*Short exercise:* Please reproduce all of the records below line for line, without any changes, and leave out the pictures.

*Exercise data:*
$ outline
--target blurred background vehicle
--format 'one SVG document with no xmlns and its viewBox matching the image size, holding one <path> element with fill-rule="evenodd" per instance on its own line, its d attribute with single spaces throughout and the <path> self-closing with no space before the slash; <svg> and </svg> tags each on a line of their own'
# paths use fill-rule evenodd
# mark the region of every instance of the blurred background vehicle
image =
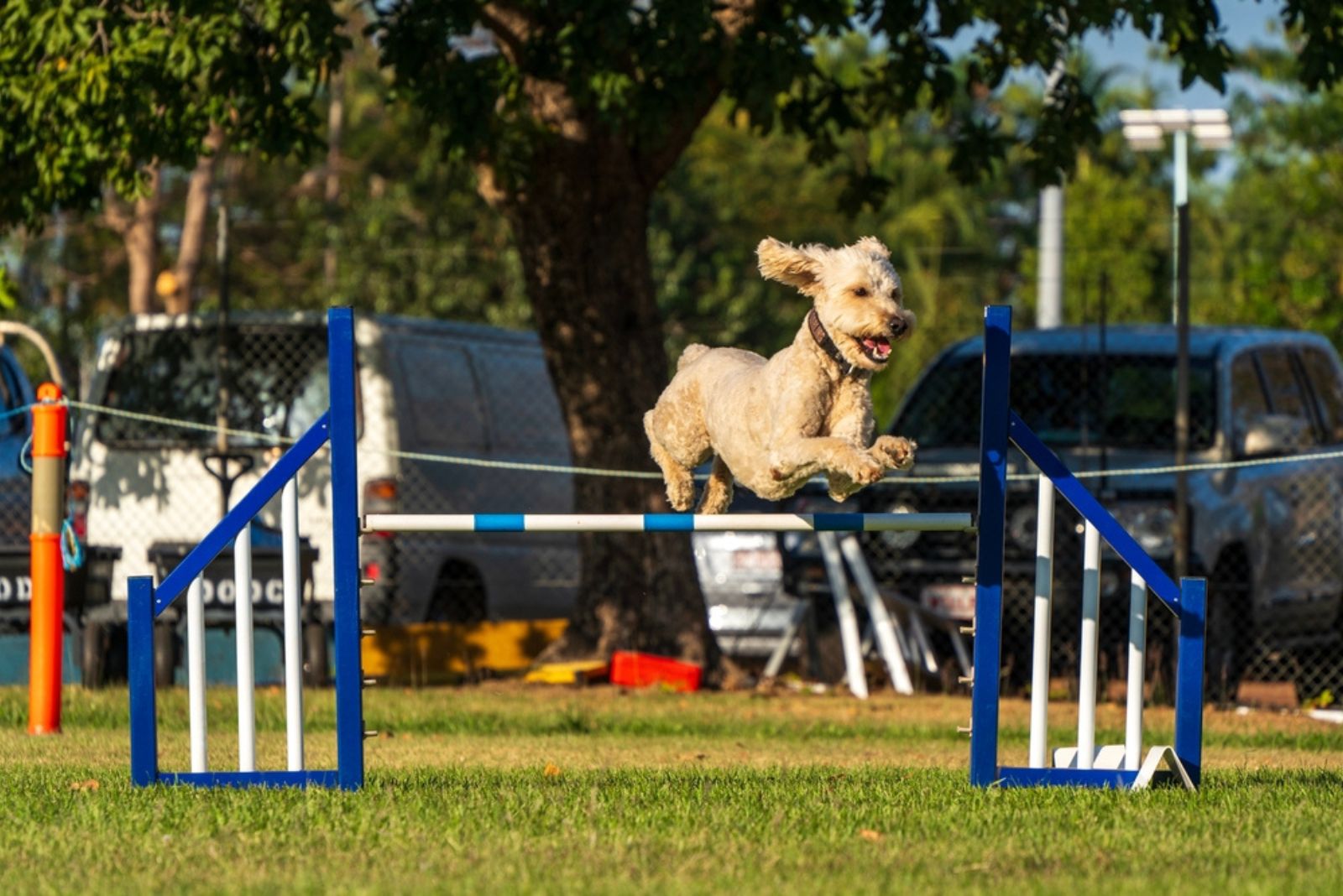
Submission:
<svg viewBox="0 0 1343 896">
<path fill-rule="evenodd" d="M 916 467 L 855 496 L 877 511 L 976 511 L 980 343 L 959 342 L 917 380 L 888 432 L 919 443 Z M 1175 573 L 1175 358 L 1172 327 L 1062 327 L 1017 334 L 1011 405 L 1080 473 L 1115 516 Z M 1287 330 L 1195 327 L 1190 338 L 1189 575 L 1207 575 L 1213 693 L 1242 680 L 1295 680 L 1301 699 L 1336 688 L 1343 657 L 1343 378 L 1327 339 Z M 1297 457 L 1300 463 L 1234 467 Z M 1007 504 L 1003 657 L 1029 675 L 1035 570 L 1034 468 L 1013 451 Z M 923 482 L 952 478 L 958 482 Z M 810 508 L 800 495 L 795 508 Z M 1053 664 L 1076 661 L 1081 528 L 1056 510 Z M 795 589 L 823 581 L 813 543 L 786 537 Z M 959 534 L 869 534 L 878 579 L 941 612 L 971 618 L 975 542 Z M 1107 551 L 1108 554 L 1108 551 Z M 1112 555 L 1112 554 L 1111 554 Z M 1103 672 L 1123 672 L 1127 581 L 1101 570 Z M 1164 614 L 1154 613 L 1151 661 L 1167 663 Z M 1332 660 L 1330 657 L 1332 656 Z"/>
</svg>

*Response:*
$ outline
--target blurred background vehicle
--format 'one SVG document with no xmlns and its viewBox matching the image size, holding one <path> element with fill-rule="evenodd" per instance on its own line, its d attribute with single spaces throughout and the <path> self-closing with no space before the slash; <svg> and </svg> tags each on a line of their own'
# paths use fill-rule evenodd
# mark the region of every instance of the blurred background vehicle
image =
Submission:
<svg viewBox="0 0 1343 896">
<path fill-rule="evenodd" d="M 916 467 L 855 496 L 877 511 L 976 511 L 980 343 L 959 342 L 917 380 L 888 432 L 919 443 Z M 1175 573 L 1175 358 L 1172 327 L 1062 327 L 1017 334 L 1011 405 L 1080 473 L 1115 516 Z M 1287 330 L 1195 327 L 1190 338 L 1189 575 L 1207 575 L 1213 693 L 1242 680 L 1295 680 L 1301 699 L 1336 688 L 1343 657 L 1343 378 L 1327 339 Z M 1297 457 L 1300 463 L 1234 467 Z M 1007 504 L 1003 657 L 1029 675 L 1035 570 L 1034 468 L 1013 451 Z M 923 482 L 952 478 L 958 482 Z M 810 508 L 800 495 L 795 508 Z M 1053 664 L 1076 661 L 1081 528 L 1056 510 Z M 795 589 L 823 581 L 813 543 L 786 537 Z M 959 534 L 869 534 L 878 579 L 941 612 L 971 618 L 975 542 Z M 1107 551 L 1108 554 L 1108 551 Z M 1112 555 L 1112 554 L 1111 554 Z M 1103 672 L 1123 672 L 1127 581 L 1101 570 Z M 1164 614 L 1154 613 L 1151 661 L 1167 663 Z M 1332 660 L 1330 657 L 1332 656 Z"/>
</svg>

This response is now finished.